Tell how many lines in these records contain the string "polka", with only the number as the reply.

• RECORDS FOR THE EXERCISE:
- Opening Delimiter -
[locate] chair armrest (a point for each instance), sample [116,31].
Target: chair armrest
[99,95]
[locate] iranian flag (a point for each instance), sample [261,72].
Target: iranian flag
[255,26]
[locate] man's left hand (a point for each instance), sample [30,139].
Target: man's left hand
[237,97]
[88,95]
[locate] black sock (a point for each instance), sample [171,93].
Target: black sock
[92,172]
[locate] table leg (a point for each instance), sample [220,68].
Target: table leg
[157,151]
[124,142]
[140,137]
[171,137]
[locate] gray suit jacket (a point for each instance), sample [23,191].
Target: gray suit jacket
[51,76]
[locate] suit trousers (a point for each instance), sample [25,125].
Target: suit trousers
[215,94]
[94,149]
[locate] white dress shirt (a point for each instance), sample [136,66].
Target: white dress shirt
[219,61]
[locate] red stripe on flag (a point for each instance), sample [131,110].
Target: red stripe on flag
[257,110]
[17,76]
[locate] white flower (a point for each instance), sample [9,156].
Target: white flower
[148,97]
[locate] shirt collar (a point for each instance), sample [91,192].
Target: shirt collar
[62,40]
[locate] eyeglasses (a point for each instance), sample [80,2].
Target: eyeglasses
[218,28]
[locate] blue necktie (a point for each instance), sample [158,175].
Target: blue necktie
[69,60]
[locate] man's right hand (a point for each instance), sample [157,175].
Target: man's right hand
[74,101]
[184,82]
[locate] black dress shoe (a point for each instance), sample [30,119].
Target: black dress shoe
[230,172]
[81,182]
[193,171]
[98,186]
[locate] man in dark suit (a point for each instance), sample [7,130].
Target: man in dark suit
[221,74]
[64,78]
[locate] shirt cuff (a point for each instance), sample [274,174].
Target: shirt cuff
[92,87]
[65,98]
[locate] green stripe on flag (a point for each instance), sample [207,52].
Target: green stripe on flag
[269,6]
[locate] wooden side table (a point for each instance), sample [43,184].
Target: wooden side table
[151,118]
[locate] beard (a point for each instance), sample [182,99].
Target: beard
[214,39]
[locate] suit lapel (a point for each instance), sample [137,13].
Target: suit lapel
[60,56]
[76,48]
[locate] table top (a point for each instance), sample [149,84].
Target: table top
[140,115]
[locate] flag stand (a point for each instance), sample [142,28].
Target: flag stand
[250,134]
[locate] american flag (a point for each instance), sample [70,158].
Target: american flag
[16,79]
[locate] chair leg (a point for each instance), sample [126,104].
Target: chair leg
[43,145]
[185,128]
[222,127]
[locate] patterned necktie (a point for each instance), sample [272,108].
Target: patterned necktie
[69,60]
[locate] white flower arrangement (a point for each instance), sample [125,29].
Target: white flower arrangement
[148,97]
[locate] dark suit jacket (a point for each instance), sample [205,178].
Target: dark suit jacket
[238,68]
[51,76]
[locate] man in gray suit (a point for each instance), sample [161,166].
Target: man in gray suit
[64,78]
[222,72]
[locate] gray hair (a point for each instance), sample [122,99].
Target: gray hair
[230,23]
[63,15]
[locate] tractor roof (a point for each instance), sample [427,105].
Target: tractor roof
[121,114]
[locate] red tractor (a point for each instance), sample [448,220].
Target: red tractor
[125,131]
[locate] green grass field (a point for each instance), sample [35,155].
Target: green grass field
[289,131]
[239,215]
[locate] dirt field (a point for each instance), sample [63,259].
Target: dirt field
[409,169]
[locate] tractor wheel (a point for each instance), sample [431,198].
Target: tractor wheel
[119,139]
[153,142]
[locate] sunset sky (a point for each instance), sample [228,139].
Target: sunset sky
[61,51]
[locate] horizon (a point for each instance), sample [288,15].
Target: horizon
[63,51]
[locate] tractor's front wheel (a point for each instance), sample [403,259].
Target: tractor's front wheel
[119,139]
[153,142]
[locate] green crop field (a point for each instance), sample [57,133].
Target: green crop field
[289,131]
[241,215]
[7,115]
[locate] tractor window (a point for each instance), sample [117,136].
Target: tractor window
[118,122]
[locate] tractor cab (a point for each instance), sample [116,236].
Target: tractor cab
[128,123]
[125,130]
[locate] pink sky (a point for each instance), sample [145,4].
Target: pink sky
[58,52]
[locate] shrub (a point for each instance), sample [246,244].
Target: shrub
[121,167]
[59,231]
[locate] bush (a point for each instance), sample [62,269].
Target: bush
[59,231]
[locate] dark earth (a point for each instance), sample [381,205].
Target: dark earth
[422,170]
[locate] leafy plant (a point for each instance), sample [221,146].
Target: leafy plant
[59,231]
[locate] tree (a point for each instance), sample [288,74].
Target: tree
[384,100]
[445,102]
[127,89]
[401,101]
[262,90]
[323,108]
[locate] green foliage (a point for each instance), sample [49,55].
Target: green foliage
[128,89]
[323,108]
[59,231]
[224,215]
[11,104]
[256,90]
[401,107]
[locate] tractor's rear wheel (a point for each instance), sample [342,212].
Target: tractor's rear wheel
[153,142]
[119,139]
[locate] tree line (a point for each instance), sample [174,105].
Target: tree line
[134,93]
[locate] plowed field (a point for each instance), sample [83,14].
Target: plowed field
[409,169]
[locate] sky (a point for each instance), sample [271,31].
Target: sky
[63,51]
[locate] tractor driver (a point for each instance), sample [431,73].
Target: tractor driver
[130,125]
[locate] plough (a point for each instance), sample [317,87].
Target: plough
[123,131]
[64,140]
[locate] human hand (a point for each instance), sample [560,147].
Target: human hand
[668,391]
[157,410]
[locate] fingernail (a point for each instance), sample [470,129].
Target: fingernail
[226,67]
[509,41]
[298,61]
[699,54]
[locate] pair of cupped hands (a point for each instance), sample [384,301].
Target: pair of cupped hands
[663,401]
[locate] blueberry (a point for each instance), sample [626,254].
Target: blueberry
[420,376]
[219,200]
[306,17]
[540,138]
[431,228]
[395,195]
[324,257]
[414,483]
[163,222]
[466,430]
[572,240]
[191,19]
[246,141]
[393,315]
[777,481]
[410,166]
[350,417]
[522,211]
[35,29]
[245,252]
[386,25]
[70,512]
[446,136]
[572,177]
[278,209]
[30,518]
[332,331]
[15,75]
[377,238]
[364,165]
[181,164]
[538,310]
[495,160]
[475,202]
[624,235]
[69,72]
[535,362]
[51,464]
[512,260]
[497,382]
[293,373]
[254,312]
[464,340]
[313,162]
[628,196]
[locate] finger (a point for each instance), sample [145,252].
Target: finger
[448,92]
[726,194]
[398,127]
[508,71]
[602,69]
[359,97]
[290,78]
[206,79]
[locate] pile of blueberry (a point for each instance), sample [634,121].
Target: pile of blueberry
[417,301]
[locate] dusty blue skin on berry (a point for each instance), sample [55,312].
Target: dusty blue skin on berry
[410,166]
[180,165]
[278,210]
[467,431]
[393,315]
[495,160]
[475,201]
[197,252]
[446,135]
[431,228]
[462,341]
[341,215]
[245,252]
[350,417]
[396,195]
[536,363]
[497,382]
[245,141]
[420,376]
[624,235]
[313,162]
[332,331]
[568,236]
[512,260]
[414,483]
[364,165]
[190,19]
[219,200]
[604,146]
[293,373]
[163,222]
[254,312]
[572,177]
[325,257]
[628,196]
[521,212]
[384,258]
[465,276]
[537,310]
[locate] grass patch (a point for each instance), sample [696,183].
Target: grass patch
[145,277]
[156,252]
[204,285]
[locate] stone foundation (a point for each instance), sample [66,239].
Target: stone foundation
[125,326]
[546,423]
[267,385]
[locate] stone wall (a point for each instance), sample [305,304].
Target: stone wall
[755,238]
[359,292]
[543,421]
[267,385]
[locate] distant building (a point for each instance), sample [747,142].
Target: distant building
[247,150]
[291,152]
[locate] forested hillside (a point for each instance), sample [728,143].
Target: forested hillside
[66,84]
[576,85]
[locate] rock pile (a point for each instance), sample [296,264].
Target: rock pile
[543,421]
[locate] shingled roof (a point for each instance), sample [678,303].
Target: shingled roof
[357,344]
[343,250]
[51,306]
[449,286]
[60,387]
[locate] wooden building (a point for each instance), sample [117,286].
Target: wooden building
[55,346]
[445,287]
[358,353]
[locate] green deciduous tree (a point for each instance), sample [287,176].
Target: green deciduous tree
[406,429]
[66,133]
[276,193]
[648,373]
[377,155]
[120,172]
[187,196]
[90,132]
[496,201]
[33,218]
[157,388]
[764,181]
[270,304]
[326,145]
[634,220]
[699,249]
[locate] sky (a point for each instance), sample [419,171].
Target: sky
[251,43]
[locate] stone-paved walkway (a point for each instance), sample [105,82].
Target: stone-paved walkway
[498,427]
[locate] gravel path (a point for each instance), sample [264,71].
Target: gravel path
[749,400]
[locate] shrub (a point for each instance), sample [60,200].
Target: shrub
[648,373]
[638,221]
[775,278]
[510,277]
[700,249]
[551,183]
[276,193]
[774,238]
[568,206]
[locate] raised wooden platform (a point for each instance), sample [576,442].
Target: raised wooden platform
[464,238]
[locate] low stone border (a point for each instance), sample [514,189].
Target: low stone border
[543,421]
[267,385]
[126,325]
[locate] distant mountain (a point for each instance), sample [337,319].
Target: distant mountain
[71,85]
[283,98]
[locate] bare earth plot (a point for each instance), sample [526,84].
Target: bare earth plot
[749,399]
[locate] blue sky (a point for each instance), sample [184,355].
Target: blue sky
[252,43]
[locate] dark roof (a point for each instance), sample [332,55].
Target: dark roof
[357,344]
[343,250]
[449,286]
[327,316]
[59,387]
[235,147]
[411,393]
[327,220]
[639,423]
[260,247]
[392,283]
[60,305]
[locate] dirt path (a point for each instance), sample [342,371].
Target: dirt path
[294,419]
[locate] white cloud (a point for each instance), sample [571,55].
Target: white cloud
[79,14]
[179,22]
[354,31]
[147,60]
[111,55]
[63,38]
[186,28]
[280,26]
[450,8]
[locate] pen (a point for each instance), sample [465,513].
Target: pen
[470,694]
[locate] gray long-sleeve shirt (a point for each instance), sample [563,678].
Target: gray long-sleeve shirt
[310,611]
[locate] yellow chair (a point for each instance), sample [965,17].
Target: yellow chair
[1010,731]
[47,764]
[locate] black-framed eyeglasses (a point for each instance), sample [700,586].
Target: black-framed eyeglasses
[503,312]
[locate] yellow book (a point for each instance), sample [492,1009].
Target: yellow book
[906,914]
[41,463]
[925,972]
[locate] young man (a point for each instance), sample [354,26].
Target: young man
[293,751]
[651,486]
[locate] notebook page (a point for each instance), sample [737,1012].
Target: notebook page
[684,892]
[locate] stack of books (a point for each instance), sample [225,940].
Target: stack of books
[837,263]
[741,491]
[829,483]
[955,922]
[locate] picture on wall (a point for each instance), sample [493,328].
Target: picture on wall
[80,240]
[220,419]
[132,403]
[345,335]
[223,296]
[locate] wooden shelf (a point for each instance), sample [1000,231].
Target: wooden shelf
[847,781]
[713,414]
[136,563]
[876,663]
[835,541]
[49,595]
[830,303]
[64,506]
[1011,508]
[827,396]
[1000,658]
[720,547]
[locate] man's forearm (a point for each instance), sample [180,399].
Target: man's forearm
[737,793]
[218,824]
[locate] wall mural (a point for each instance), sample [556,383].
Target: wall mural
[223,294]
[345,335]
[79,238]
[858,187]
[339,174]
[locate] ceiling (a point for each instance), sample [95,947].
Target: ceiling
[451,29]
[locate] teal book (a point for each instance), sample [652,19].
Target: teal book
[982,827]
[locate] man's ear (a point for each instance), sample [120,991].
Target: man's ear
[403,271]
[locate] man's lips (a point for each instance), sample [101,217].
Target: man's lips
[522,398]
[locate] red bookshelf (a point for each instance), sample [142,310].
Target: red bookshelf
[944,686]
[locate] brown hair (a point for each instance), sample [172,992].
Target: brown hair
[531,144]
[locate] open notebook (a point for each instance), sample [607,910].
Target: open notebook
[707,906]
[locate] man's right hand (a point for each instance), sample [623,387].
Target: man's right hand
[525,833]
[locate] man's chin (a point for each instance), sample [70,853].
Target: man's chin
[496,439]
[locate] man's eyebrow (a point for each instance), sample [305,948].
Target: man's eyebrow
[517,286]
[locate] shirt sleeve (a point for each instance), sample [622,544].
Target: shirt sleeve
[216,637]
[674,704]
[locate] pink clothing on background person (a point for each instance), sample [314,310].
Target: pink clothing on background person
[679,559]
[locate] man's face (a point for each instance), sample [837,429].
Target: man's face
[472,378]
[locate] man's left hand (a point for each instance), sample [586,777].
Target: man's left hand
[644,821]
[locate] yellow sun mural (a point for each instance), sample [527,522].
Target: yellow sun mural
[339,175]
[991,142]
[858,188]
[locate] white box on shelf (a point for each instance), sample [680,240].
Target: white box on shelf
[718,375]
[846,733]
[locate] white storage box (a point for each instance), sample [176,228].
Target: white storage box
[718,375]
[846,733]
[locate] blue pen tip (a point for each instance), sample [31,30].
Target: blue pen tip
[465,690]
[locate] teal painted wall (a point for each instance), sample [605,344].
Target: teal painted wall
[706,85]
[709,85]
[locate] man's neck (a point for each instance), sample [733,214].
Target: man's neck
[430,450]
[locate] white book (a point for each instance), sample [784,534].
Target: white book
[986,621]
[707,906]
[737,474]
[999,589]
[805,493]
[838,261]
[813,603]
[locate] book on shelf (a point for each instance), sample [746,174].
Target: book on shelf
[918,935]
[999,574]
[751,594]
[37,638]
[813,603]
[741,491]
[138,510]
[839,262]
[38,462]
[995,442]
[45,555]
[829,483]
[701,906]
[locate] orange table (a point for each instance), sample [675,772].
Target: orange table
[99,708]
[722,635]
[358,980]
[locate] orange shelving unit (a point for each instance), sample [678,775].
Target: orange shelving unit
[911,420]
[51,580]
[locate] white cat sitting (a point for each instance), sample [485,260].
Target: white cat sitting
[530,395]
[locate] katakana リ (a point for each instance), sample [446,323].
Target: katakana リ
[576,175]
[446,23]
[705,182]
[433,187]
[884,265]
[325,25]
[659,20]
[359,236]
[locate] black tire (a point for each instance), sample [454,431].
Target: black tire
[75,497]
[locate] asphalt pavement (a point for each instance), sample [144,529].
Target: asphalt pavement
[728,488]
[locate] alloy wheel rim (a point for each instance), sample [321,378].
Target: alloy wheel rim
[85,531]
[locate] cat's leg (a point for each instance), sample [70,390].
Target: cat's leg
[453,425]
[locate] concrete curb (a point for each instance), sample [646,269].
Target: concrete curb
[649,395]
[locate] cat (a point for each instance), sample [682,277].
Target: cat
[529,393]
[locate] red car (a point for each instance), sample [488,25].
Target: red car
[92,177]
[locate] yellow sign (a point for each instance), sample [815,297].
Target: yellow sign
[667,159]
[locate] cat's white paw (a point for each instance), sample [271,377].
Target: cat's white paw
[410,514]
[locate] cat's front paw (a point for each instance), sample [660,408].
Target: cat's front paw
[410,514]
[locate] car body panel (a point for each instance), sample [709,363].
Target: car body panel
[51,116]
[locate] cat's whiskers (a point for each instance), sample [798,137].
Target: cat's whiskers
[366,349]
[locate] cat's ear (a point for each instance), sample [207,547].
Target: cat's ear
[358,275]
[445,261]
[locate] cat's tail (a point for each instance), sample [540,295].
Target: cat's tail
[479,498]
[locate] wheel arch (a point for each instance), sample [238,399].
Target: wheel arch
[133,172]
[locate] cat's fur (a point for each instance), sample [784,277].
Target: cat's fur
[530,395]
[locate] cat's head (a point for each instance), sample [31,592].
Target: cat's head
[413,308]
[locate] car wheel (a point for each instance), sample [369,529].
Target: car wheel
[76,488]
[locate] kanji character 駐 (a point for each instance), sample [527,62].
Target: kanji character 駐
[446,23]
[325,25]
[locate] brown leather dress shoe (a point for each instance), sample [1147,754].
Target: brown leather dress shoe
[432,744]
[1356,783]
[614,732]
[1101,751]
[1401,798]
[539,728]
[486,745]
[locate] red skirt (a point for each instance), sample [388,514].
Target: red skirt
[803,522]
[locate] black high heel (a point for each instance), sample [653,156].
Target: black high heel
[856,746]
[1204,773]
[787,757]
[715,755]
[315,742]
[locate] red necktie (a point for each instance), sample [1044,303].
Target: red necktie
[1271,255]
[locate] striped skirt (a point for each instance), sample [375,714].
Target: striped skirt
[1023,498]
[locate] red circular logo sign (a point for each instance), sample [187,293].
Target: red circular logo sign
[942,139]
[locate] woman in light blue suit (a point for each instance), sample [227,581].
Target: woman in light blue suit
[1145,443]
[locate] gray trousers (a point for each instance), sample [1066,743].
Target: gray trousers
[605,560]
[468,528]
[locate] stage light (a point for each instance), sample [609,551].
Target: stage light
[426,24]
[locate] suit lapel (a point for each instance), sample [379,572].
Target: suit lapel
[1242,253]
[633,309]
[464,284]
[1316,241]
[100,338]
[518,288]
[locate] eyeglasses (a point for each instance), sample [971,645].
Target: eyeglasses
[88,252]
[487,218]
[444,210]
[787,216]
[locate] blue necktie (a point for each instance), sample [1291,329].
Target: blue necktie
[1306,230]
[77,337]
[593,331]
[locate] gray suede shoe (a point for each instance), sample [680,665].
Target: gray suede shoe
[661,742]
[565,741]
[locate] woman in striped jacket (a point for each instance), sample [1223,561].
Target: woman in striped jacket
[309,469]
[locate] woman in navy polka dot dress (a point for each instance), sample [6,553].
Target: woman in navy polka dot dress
- Closing Delimiter -
• RESPONSE AREA:
2